** PROVIDED PASSAGE **
You may find you can use a 37" just fine for everything! If not you could get a cheap 19"-22" 2nd monitor just for browsing, using Word etc. There is a lot of subjective personal preference involved here.

If you are not overly concerned about input lag check out the Dell 2707WFP & the Samsung 275T (personally I ruled out these screens due to 40ms+ reported input lag) Some more info about lag here:

re: 30" 2560x1600 - it is possible to have the PC do the scaling of TV/film but it is a lot of scaling to do & the image quality will suffer as a result.

The 30" monitors only support 1280x800 or 2560x1600. Nvidia graphics card drivers will let you scale games. For example you play the game rendering at 1680x1050, but the graphics card can scale this up & output 2560x1600 which the monitor can use. (This is not the same as rendering the game in 2560x1200)

N.B. Scaling games in the Nvidia drivers doesn't take away much performance & the image quality is actually pretty good.

Also note that you cannot connect games consoles direct to these 2560x1600 monitors. You could go through a video capture card in the PC, but the lag makes it pointless!

Hardforum is the best place for info & discussion on monitors:


Standard Member
Would the PC doing the image processing really cause that much lag?

For refrence my system spec is:

Core 2 Duo E6600 CPU
GeForce 8800 GTS 640MB

How much lag would running SDTV/HDTV/game consoles though a capture card, then my PC and out into say a 2560x1600 monitor actually cause?


Established Member
I don't know the specific numbers for lag via capture card (sorry) It would probably vary with make & model etc

However the issue is not the speed of the PC - it's the capture card & the method of getting from the console to the screen.

** THINGS TO DO **
[1] Answer these questions from the monitor discussion, one line each:
(a) Which two monitors did the writer rule out, and for what reason?
(b) Which resolutions do the 30" monitors support?
(c) Which graphics card is listed in the system spec?
[2] Carry on the monitor discussion from its last sentence.

** ENTRIES **
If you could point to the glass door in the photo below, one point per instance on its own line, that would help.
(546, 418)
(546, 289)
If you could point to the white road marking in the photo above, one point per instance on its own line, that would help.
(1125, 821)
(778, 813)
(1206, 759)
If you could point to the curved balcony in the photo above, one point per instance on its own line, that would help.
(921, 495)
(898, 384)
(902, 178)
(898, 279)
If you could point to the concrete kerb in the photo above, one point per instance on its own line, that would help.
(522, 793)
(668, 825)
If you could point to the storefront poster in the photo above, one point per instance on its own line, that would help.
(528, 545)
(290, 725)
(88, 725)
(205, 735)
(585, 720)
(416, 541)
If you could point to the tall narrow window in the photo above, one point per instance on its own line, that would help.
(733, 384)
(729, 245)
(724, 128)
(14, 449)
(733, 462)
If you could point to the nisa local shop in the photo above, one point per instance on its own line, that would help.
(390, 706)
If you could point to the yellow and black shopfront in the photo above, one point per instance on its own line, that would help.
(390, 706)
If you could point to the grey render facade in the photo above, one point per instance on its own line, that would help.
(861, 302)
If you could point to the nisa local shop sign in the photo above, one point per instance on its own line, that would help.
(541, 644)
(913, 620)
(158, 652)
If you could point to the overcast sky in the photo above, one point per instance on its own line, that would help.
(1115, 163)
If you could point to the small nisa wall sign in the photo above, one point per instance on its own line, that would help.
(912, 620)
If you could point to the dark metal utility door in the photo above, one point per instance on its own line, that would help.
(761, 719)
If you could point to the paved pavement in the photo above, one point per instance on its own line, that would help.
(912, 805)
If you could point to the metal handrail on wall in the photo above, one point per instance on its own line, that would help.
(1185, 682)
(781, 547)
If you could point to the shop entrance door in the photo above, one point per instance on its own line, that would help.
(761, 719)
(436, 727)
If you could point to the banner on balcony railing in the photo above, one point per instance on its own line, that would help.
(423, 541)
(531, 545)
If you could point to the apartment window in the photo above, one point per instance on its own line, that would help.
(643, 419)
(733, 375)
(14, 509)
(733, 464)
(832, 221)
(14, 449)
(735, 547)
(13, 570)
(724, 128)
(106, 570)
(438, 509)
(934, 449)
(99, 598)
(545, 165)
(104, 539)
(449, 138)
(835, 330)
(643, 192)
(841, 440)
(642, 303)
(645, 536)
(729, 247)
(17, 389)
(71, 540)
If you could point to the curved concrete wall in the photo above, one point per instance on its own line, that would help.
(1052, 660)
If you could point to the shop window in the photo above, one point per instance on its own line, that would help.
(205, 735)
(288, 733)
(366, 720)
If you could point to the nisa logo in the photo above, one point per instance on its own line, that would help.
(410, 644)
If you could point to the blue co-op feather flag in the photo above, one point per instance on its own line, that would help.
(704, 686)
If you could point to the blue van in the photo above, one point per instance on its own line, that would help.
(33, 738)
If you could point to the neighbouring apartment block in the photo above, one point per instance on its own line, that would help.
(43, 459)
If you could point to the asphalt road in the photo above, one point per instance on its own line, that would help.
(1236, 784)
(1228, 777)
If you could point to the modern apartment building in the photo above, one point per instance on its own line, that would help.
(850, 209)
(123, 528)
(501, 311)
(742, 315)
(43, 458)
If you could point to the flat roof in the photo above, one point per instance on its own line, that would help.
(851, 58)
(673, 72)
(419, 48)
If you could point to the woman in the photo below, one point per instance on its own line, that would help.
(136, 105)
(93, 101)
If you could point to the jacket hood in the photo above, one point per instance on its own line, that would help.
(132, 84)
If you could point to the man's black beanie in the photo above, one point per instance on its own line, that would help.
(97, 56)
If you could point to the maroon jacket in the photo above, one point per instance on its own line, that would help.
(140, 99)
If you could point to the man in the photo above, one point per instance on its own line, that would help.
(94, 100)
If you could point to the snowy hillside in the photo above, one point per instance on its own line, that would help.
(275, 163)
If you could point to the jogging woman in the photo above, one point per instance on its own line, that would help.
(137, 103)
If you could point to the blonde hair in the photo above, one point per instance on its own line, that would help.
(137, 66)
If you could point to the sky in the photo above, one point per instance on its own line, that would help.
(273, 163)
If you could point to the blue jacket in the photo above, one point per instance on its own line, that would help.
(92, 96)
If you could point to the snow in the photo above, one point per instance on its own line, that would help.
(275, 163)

** RESPONSES IN ORDER **
[1]
(a) The Dell 2707WFP and the Samsung 275T, because of their 40ms+ reported input lag.
(b) 1280x800 or 2560x1600.
(c) GeForce 8800 GTS 640MB.

[2]
I believe part (all?) of the problem is that there are multiple frame buffers in the whole chain: console, capture card, gfx card and monitor

Have a search on hardforum for more accurate info about this


Standard Member
Okay, I'll search Hardforum.

Oh, I'm not exacly an expert in this, So forgive me if I'm completely wrong about this. But what about useing a hardware upscaler and running my consoles/Satalite and comptuer though it and pluging that into the TV?


Established Member
Scalers have been looked into extensively as well!

They will always add at least a little lag, but some scalers have game modes & are helpful particularly if you want to run very old low res games on some HDTVs:

The usefulness depends on the exact combination of TV, scaler & game.

Generally though you want as little image processing & as few frame buffers as you can get away with, so if you're starting with modern consoles (PS3 & 360) you can already run 720p & 1080p so the external scaler is pointless!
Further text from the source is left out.